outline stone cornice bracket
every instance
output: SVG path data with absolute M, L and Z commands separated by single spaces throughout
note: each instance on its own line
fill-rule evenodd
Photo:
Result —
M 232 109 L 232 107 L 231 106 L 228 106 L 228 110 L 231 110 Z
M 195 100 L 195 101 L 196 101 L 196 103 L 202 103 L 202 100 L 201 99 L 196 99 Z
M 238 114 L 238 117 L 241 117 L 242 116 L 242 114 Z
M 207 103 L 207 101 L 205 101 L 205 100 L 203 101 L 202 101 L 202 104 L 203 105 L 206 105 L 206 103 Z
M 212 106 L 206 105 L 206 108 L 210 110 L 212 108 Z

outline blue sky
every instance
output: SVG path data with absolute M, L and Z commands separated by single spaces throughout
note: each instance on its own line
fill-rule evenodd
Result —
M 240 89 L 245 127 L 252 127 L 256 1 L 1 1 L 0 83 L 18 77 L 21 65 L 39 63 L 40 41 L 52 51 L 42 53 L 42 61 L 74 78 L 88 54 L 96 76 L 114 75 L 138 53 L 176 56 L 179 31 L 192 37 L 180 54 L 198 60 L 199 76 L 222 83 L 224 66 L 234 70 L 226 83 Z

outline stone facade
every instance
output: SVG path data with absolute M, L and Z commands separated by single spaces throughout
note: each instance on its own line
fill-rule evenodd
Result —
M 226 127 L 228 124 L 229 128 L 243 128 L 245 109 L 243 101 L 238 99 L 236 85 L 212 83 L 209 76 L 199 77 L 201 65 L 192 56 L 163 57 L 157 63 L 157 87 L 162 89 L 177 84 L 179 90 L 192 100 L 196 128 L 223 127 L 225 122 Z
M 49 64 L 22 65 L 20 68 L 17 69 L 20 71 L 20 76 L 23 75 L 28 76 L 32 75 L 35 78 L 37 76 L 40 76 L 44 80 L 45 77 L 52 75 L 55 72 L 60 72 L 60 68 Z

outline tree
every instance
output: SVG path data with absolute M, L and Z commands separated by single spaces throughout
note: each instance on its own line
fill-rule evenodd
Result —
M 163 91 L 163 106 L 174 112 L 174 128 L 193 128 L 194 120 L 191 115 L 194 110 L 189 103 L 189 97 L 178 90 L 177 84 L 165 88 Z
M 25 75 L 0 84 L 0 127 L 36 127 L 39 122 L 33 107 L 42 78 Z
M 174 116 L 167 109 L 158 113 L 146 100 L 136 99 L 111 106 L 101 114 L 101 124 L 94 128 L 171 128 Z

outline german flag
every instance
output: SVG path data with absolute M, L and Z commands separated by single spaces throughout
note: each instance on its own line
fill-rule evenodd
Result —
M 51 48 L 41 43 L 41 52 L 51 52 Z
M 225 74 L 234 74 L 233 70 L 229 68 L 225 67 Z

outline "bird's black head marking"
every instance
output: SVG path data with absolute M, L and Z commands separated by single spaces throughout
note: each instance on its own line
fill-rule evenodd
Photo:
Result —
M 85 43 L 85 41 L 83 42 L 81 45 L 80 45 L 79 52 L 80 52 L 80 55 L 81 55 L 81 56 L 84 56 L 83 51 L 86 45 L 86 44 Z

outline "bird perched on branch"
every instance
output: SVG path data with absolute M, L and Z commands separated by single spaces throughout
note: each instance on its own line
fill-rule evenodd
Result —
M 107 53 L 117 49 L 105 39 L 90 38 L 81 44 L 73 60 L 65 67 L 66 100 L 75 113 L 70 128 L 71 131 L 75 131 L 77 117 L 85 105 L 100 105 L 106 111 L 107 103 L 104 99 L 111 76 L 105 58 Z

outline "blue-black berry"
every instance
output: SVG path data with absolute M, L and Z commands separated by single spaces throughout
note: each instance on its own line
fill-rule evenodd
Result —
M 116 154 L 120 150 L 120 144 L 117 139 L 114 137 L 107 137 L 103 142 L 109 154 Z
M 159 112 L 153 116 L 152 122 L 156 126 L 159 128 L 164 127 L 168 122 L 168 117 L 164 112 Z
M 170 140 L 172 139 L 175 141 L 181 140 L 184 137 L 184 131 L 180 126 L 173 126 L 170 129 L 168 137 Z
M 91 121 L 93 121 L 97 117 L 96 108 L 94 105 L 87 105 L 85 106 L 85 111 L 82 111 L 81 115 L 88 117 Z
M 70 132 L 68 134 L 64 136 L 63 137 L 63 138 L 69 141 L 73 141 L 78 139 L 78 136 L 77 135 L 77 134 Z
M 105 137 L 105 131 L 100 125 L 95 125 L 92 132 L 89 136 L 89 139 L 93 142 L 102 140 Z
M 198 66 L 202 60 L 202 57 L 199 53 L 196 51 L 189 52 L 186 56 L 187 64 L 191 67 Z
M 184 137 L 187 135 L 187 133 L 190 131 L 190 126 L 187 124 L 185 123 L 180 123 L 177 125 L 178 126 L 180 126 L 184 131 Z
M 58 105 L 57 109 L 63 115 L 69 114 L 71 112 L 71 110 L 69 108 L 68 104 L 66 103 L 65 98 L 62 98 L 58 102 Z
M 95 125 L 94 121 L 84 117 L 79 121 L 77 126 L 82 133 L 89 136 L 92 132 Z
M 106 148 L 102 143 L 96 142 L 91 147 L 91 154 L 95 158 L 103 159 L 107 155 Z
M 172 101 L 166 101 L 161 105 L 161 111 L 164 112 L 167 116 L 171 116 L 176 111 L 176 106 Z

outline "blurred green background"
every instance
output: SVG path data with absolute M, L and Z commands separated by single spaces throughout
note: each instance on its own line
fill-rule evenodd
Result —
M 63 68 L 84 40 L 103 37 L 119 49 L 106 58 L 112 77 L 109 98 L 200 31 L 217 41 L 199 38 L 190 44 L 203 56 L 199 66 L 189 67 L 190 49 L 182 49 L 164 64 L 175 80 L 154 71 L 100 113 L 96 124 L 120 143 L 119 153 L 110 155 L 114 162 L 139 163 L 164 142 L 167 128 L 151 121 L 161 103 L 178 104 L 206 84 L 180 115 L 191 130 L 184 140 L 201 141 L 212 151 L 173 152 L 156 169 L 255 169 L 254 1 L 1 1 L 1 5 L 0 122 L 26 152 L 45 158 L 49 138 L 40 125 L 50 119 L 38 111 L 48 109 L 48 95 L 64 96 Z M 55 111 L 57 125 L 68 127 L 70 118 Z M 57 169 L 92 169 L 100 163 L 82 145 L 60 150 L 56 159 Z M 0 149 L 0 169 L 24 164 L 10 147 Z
*-*-*
**Aim of the exercise**
Set out everything from the start of the records above down to the line containing "M 240 89 L 245", both ends included, as a numbered list with blank lines omitted.

**The reply**
1. outline stone cornice bracket
2. every instance
3. output: SVG path data with absolute M, L and Z commands separated by single spaces throughout
4. note: each instance on its own line
5. fill-rule evenodd
6. Photo:
7. Result —
8. M 232 109 L 232 107 L 231 106 L 228 106 L 228 110 L 231 110 Z
9. M 195 100 L 195 101 L 196 101 L 196 103 L 202 103 L 202 100 L 201 99 L 196 99 Z
10. M 238 114 L 238 117 L 241 117 L 242 116 L 242 114 Z
11. M 207 103 L 207 101 L 205 101 L 205 100 L 203 101 L 202 101 L 202 104 L 203 105 L 206 105 L 206 103 Z
12. M 212 106 L 206 105 L 206 108 L 210 110 L 212 108 Z
13. outline blue sky
14. every instance
15. output: SVG path data with absolute M, L and Z commands separated by single spaces throughout
16. note: each instance on its own line
17. fill-rule evenodd
18. Result —
19. M 240 89 L 245 127 L 252 127 L 256 1 L 1 1 L 0 83 L 18 77 L 21 65 L 39 63 L 40 41 L 52 51 L 42 53 L 42 61 L 74 78 L 88 54 L 96 76 L 114 75 L 138 53 L 176 56 L 179 31 L 192 37 L 180 54 L 198 60 L 199 76 L 222 83 L 224 66 L 234 70 L 226 83 Z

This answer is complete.